Work task: Show each line of the records below that contains the string "positive". Letter case must match.

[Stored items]
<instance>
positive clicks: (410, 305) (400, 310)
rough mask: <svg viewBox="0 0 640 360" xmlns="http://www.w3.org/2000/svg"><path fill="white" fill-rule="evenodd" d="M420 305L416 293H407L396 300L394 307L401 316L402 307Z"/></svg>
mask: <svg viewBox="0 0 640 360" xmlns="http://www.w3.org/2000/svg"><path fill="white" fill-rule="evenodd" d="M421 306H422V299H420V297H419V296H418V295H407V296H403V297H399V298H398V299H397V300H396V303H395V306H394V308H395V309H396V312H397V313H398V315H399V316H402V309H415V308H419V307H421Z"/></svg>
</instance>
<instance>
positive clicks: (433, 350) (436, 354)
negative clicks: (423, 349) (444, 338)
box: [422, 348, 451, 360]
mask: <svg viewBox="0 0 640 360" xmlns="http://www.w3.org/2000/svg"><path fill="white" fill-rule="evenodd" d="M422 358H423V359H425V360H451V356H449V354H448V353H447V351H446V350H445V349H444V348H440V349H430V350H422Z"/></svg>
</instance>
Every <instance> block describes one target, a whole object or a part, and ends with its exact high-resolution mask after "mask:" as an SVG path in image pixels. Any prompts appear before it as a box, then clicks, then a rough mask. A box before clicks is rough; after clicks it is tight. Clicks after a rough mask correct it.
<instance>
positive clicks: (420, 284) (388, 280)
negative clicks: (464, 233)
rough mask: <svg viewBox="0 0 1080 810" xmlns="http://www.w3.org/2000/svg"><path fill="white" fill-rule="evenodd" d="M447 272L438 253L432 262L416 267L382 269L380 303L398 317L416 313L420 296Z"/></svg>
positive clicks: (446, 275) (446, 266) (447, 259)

---

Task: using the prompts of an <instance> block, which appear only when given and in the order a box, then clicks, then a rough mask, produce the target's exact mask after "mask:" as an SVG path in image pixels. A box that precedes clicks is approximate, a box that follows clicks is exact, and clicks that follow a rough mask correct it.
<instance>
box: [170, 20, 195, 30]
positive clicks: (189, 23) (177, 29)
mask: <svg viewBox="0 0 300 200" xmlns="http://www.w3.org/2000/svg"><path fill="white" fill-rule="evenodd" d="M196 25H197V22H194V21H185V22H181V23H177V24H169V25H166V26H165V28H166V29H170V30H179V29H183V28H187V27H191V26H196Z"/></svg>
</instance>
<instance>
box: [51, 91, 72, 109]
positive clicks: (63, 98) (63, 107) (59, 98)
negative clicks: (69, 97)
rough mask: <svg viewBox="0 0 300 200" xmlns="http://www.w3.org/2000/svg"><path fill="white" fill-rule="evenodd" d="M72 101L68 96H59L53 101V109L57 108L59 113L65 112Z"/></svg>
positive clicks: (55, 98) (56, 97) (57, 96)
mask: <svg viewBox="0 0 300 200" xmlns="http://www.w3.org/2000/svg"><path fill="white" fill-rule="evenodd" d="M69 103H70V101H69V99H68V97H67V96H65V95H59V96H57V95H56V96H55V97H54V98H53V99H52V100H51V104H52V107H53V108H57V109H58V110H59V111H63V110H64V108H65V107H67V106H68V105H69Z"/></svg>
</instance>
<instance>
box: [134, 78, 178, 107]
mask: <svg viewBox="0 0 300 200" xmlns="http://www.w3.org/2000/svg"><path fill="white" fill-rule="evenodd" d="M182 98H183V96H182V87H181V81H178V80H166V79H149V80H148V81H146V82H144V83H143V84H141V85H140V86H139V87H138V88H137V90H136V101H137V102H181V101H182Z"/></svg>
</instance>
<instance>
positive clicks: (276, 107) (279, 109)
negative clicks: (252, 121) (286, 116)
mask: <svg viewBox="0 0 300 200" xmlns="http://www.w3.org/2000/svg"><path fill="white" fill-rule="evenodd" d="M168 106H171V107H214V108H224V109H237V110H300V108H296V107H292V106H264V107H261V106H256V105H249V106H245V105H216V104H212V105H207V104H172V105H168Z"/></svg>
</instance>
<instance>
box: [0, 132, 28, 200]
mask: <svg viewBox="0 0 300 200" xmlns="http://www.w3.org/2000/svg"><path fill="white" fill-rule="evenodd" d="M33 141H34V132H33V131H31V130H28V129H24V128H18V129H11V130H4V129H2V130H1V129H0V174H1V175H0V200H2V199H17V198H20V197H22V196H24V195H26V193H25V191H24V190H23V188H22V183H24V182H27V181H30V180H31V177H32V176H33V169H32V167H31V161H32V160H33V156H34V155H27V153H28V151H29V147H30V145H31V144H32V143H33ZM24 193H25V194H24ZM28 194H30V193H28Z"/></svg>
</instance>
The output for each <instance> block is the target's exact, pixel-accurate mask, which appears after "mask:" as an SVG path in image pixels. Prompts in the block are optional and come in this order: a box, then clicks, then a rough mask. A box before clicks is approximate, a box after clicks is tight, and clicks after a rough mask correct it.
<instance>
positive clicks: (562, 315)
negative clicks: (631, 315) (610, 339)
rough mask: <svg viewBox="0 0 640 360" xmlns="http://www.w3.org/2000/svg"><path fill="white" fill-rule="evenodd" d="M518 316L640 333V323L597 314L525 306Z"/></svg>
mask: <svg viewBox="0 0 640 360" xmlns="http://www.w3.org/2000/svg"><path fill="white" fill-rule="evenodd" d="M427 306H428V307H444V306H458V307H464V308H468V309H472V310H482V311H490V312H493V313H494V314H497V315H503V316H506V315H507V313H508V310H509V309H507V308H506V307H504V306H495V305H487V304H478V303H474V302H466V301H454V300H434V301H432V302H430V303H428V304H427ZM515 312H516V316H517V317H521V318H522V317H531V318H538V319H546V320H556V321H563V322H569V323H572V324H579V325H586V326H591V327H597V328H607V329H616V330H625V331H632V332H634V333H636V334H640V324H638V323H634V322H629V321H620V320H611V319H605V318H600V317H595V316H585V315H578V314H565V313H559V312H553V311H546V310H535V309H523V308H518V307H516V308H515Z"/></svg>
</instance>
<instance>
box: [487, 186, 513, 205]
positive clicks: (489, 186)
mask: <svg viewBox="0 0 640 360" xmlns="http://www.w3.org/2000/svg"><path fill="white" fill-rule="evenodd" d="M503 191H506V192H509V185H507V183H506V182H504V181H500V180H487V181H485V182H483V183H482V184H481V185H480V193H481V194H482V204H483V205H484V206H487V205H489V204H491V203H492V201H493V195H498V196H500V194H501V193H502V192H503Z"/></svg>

Answer section:
positive clicks: (410, 305) (400, 310)
positive clicks: (433, 350) (436, 354)
positive clicks: (420, 284) (388, 280)
positive clicks: (446, 275) (446, 266) (447, 259)
positive clicks: (189, 23) (177, 29)
positive clicks: (63, 98) (63, 107) (59, 98)
positive clicks: (55, 98) (56, 97) (57, 96)
positive clicks: (276, 107) (279, 109)
positive clicks: (562, 315)
positive clicks: (489, 186)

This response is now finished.